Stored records
● ● ● ● ● ● ●

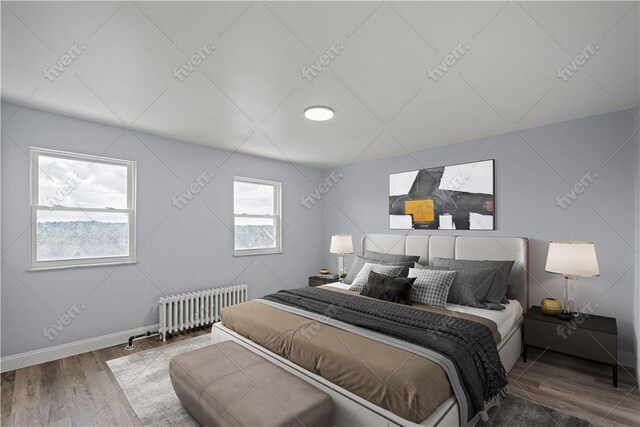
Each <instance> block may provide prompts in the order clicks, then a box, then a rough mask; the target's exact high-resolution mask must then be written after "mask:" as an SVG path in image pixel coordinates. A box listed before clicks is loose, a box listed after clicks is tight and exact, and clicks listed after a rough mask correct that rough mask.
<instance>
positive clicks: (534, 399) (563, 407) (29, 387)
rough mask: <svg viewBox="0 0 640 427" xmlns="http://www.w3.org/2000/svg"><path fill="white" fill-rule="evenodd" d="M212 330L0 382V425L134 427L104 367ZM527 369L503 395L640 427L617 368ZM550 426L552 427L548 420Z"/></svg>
mask: <svg viewBox="0 0 640 427" xmlns="http://www.w3.org/2000/svg"><path fill="white" fill-rule="evenodd" d="M209 331H210V328H203V329H201V330H197V331H193V332H190V333H187V334H183V335H178V336H173V337H171V338H169V339H168V340H167V342H166V343H162V342H161V341H158V340H157V339H155V338H151V339H147V340H142V341H139V342H137V343H136V348H135V350H133V352H130V351H126V350H124V345H119V346H114V347H109V348H105V349H102V350H99V351H95V352H91V353H85V354H81V355H77V356H72V357H67V358H65V359H61V360H56V361H52V362H48V363H43V364H41V365H36V366H30V367H27V368H23V369H19V370H17V371H11V372H6V373H4V374H2V377H1V380H0V382H1V387H2V395H1V400H0V410H1V418H0V423H1V424H2V425H3V426H44V425H51V426H132V425H133V426H139V425H141V424H140V421H139V420H138V418H137V416H136V414H135V413H134V412H133V409H131V406H130V405H129V403H128V402H127V399H126V398H125V396H124V394H123V393H122V390H121V389H120V387H119V386H118V384H117V382H116V379H115V378H114V376H113V374H112V373H111V371H110V370H109V367H108V366H107V364H106V361H107V360H111V359H115V358H118V357H122V356H126V355H128V354H132V353H135V352H140V351H144V350H148V349H151V348H155V347H159V346H161V345H166V344H170V343H173V342H177V341H180V340H183V339H186V338H192V337H195V336H198V335H202V334H205V333H209ZM530 353H531V354H530V358H529V362H528V363H523V362H522V361H519V362H518V363H517V364H516V366H515V367H514V369H513V370H512V371H511V373H510V374H509V382H510V385H509V391H510V392H511V393H513V394H516V395H519V396H522V397H524V398H526V399H529V400H533V401H535V402H538V403H540V404H542V405H545V406H549V407H553V408H555V409H557V410H559V411H561V412H564V413H568V414H570V415H573V416H575V417H579V418H583V419H586V420H588V421H591V422H592V423H594V424H598V425H606V426H612V425H626V426H640V396H639V394H638V387H637V382H636V381H635V379H633V377H632V376H631V375H630V374H629V373H627V372H625V369H623V368H621V369H620V379H619V388H618V389H615V388H613V387H612V385H611V371H610V368H608V367H607V366H603V365H598V364H595V363H590V362H586V361H583V360H579V359H574V358H569V357H565V356H561V355H556V354H553V353H544V354H542V352H541V351H537V350H535V349H531V351H530ZM548 425H551V426H554V425H555V424H554V423H553V420H551V419H549V423H548Z"/></svg>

● ● ● ● ● ● ●

• **Assignment**
Copy out the data verbatim, with no pictures.

• **Result for this task**
Each <instance> block may provide prompts in the order clicks, then a box, then a rough mask; the target's exact high-resolution mask must then be written after "mask:" as an SVG path in image pixel coordinates. A box listed before clicks is loose, a box listed after clicks is tight and exact, and clicks listed after a rough mask correct that rough mask.
<instance>
positive clicks: (534, 399) (563, 407) (29, 387)
rough mask: <svg viewBox="0 0 640 427" xmlns="http://www.w3.org/2000/svg"><path fill="white" fill-rule="evenodd" d="M212 330L0 382V425L134 427L104 367ZM527 369L503 395L640 427L617 368ZM550 426L552 427L548 420Z"/></svg>
mask: <svg viewBox="0 0 640 427" xmlns="http://www.w3.org/2000/svg"><path fill="white" fill-rule="evenodd" d="M209 331H210V328H203V329H201V330H197V331H193V332H190V333H187V334H183V335H178V336H173V337H171V338H169V339H168V340H167V342H166V343H162V342H161V341H158V340H157V339H155V338H151V339H147V340H142V341H139V342H137V343H136V348H135V350H133V352H130V351H126V350H124V345H119V346H114V347H109V348H105V349H102V350H99V351H95V352H91V353H85V354H81V355H77V356H72V357H67V358H65V359H61V360H56V361H52V362H48V363H43V364H41V365H36V366H30V367H27V368H23V369H19V370H17V371H11V372H6V373H4V374H2V377H1V380H0V382H1V387H2V395H1V400H0V410H1V418H0V423H1V424H2V425H3V426H44V425H51V426H132V425H133V426H139V425H141V424H140V421H139V420H138V418H137V416H136V414H135V413H134V412H133V409H131V406H130V405H129V403H128V402H127V399H126V398H125V396H124V394H123V393H122V390H121V389H120V387H119V386H118V384H117V382H116V379H115V378H114V376H113V374H112V373H111V371H110V370H109V367H108V366H107V364H106V361H107V360H111V359H115V358H118V357H122V356H126V355H128V354H132V353H135V352H140V351H144V350H148V349H151V348H155V347H159V346H161V345H166V344H170V343H173V342H177V341H180V340H183V339H186V338H192V337H195V336H198V335H202V334H205V333H209ZM530 353H531V354H530V358H529V362H528V363H523V362H522V361H519V362H518V363H517V364H516V366H515V367H514V369H513V370H512V371H511V373H510V374H509V382H510V385H509V391H510V392H511V393H513V394H516V395H519V396H522V397H524V398H526V399H529V400H533V401H535V402H538V403H540V404H542V405H545V406H549V407H553V408H555V409H557V410H559V411H561V412H564V413H568V414H570V415H573V416H575V417H579V418H583V419H586V420H588V421H591V422H592V423H594V424H598V425H606V426H612V425H626V426H640V396H639V394H638V387H637V382H636V381H635V379H633V377H632V376H631V375H630V374H629V373H627V372H625V369H623V368H621V369H620V379H619V388H618V389H615V388H613V387H612V385H611V371H610V368H608V367H607V366H603V365H598V364H595V363H590V362H586V361H583V360H579V359H574V358H569V357H565V356H561V355H556V354H553V353H544V354H542V352H541V351H537V350H535V349H531V351H530ZM548 425H551V426H554V425H555V424H554V423H553V420H551V419H549V423H548Z"/></svg>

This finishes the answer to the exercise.